Turn the part of the records that opens with the line containing "Target: area rug" and closes with the line containing "[[[34,34],[20,33],[20,62],[34,62]]]" into a numbered list, leaving out blank lines.
# Start of Provided records
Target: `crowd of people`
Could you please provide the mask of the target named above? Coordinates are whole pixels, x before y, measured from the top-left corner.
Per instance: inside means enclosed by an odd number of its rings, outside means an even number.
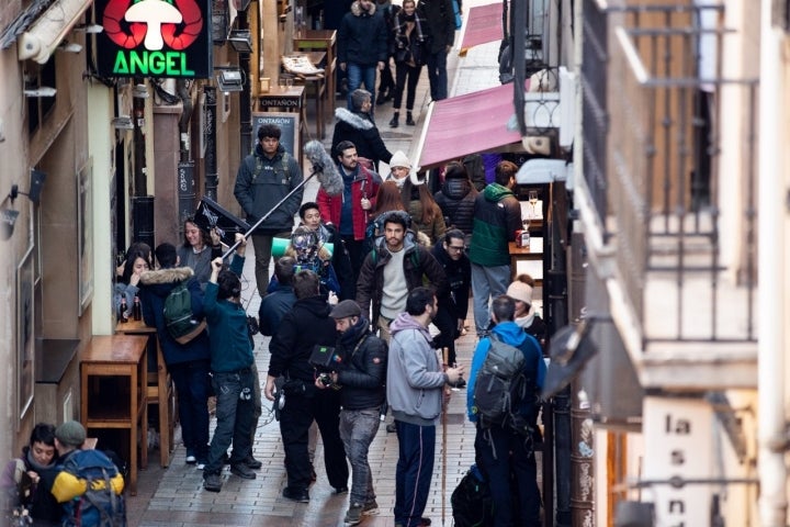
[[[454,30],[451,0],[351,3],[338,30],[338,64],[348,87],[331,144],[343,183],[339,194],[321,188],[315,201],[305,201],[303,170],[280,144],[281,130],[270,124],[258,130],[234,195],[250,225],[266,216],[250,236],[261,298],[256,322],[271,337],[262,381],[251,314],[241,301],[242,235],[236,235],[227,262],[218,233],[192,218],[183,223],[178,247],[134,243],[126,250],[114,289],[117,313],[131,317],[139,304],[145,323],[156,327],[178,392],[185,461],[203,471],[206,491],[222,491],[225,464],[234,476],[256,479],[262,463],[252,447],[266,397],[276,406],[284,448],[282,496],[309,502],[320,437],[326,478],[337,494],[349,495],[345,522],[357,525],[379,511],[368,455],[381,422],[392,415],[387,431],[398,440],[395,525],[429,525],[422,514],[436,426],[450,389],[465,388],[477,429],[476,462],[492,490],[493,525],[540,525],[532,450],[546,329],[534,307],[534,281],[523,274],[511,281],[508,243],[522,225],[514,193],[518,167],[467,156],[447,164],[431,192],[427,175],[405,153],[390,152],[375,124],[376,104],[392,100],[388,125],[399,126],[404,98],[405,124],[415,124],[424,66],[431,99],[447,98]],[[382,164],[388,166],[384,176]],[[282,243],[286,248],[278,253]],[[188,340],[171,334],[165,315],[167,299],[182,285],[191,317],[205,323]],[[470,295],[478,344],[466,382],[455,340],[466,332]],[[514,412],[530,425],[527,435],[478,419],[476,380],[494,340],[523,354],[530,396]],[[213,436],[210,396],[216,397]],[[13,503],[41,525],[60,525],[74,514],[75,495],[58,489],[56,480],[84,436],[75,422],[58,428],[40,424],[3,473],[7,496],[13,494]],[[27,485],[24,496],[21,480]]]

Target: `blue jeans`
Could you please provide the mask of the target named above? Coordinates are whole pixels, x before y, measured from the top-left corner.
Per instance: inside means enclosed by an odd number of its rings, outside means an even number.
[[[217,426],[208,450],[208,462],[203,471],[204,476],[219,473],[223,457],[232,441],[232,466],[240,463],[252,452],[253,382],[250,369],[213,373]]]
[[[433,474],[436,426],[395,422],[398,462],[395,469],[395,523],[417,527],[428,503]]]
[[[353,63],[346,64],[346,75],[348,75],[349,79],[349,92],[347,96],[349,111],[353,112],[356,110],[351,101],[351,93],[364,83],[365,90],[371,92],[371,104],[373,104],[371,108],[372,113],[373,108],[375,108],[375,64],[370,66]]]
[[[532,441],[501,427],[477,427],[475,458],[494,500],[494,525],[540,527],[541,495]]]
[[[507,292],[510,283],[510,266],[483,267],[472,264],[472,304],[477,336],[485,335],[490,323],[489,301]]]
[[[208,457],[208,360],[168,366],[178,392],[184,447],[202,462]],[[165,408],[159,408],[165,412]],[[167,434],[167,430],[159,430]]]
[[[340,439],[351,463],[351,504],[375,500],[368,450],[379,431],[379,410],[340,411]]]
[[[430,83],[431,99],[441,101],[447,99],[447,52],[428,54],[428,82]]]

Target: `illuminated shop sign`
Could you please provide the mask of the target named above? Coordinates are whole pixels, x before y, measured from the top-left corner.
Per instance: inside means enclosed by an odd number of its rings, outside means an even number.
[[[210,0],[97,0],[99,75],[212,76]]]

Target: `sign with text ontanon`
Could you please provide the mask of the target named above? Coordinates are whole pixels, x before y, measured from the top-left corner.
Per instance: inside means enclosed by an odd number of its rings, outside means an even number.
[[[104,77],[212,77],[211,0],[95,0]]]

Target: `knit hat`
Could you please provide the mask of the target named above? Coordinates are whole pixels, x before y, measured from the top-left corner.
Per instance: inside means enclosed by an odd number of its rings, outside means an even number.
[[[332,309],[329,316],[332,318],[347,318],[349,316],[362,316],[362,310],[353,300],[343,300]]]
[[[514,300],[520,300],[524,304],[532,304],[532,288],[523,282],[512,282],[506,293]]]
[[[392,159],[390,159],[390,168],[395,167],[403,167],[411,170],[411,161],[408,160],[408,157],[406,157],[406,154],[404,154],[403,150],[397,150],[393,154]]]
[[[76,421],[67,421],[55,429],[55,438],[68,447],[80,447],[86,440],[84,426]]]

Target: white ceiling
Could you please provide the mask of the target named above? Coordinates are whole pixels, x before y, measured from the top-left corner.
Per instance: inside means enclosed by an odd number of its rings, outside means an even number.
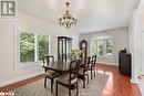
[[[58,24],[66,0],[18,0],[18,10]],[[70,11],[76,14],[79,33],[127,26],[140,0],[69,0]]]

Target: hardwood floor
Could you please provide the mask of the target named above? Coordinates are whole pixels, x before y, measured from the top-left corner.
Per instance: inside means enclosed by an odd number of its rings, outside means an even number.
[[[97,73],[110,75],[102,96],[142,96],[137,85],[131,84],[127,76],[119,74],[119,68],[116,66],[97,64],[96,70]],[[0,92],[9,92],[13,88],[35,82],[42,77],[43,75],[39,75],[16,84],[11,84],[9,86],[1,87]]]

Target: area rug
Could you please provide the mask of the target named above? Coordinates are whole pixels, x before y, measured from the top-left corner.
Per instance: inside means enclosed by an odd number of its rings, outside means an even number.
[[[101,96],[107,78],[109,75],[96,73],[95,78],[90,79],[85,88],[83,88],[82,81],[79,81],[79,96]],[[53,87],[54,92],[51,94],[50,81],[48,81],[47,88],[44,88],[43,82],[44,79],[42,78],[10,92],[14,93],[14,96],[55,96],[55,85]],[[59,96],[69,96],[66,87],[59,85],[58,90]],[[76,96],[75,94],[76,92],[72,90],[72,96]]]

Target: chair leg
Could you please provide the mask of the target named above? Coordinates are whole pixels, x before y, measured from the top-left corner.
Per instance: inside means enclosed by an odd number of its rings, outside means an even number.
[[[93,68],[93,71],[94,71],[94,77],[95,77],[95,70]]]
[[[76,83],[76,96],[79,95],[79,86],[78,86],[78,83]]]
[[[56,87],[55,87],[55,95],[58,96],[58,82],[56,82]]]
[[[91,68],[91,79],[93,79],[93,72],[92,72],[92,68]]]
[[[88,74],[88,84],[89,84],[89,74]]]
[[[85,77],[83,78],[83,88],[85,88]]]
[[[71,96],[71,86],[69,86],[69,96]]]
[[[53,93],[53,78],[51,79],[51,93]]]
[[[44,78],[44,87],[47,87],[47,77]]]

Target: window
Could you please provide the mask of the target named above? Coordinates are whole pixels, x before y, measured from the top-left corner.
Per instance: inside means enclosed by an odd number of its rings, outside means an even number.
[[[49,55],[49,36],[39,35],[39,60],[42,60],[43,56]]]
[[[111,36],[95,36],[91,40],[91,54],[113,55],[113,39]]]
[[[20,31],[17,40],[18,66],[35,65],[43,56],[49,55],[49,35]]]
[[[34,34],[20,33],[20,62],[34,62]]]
# End of Provided records
# Start of Provided records
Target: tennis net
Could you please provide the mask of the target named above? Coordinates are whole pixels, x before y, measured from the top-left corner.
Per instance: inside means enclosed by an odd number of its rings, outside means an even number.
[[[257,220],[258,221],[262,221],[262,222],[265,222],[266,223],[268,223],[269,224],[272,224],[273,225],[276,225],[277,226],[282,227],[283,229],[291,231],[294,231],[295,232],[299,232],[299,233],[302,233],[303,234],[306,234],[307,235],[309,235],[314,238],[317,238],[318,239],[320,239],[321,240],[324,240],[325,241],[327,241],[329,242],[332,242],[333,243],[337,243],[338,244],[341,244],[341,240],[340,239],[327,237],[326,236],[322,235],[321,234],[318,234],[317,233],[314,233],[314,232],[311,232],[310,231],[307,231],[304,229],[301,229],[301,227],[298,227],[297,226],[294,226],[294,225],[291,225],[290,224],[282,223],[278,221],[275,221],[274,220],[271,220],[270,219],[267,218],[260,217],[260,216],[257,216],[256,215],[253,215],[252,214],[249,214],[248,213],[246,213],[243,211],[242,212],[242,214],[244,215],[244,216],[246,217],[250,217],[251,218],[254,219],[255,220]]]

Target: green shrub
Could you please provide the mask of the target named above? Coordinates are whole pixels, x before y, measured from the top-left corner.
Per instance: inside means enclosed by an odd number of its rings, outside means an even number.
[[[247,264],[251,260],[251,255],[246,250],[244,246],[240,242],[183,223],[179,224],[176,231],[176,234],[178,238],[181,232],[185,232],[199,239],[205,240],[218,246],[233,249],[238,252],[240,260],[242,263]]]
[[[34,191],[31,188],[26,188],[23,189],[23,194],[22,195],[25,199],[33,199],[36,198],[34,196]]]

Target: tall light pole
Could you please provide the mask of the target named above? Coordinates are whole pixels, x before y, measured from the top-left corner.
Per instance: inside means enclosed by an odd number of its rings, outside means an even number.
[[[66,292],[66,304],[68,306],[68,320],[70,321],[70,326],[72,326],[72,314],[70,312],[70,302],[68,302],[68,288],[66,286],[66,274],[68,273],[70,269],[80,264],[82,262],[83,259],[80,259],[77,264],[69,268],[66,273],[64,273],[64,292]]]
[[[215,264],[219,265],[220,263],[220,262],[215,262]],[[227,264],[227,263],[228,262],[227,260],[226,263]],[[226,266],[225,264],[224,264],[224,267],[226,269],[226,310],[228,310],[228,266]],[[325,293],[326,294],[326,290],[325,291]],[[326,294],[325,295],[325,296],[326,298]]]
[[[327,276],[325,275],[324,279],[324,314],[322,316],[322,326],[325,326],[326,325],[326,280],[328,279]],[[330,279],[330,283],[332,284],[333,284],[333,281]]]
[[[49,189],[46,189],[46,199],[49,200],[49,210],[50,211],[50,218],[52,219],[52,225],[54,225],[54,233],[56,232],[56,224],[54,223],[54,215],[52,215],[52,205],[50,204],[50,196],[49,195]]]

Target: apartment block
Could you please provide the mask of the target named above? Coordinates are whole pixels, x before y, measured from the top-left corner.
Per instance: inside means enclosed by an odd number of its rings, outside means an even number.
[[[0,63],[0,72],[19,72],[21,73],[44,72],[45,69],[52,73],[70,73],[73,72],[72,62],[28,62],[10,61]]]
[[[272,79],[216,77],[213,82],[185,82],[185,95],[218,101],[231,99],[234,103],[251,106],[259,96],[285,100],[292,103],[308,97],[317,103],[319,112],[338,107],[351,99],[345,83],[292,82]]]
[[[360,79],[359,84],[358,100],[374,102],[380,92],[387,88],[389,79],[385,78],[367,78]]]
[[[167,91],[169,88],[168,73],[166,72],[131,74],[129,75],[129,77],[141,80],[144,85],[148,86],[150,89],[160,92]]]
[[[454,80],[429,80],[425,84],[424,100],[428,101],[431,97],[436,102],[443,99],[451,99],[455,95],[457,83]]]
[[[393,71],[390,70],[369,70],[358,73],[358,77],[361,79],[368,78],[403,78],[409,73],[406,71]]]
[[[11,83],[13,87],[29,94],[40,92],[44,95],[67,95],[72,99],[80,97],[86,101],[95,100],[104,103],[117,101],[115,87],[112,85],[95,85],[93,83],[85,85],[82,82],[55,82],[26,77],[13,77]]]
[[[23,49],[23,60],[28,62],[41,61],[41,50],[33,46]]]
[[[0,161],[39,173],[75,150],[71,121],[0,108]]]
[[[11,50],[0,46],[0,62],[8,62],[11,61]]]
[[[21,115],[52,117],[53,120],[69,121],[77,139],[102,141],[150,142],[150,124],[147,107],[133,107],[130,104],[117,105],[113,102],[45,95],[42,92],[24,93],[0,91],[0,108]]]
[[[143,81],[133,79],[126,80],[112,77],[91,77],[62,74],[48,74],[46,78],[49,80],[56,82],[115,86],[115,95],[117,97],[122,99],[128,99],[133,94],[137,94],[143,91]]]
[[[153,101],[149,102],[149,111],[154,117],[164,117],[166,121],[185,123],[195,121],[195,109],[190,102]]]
# End of Provided records
* Solved problem:
1. Target: area rug
2. Could you please provide the mask of the target named above? Coordinates are whole pixels, x before y, measured from the top-left corner.
3. Per instance: inside means enclosed by an odd number of its rings, outside means an even number.
4. [[[101,96],[107,78],[109,75],[96,73],[95,78],[90,79],[85,88],[83,88],[82,81],[79,81],[79,96]],[[53,87],[54,92],[51,94],[50,81],[48,81],[47,88],[44,88],[43,82],[44,79],[42,78],[10,92],[14,93],[14,96],[55,96],[55,85]],[[59,96],[69,96],[66,87],[59,85],[58,90]],[[76,96],[75,94],[76,92],[72,90],[72,96]]]
5. Target: chair leg
6. Could you please provide the mask of the target named above? Coordinates are whole pixels, x before y, measured from the top-left corner.
7. Per instance: inside means enclosed by an odd number of its rings, outside means an even number.
8. [[[93,68],[93,71],[94,71],[94,77],[95,77],[95,70]]]
9. [[[76,83],[76,96],[79,95],[79,86],[78,86],[78,83]]]
10. [[[56,87],[55,87],[55,95],[58,96],[58,82],[56,82]]]
11. [[[91,68],[91,79],[93,79],[93,72],[92,72],[92,68]]]
12. [[[88,74],[88,84],[89,84],[89,74]]]
13. [[[85,77],[83,78],[83,88],[85,88]]]
14. [[[71,96],[71,86],[69,86],[69,96]]]
15. [[[53,93],[53,78],[51,79],[51,93]]]
16. [[[44,78],[44,87],[47,87],[47,77]]]
17. Target: window
18. Could you please provide the mask of the target named above? Coordinates are whole pixels, x before y, measured from the top-left corner.
19. Per instance: inside means enclosed by an odd number of its rings, outside means an even number.
20. [[[49,55],[49,36],[39,35],[39,60],[42,60],[43,56]]]
21. [[[111,36],[95,36],[91,40],[91,54],[113,55],[113,39]]]
22. [[[20,31],[17,40],[18,66],[35,65],[43,56],[49,55],[49,35]]]
23. [[[34,34],[20,33],[20,62],[34,62]]]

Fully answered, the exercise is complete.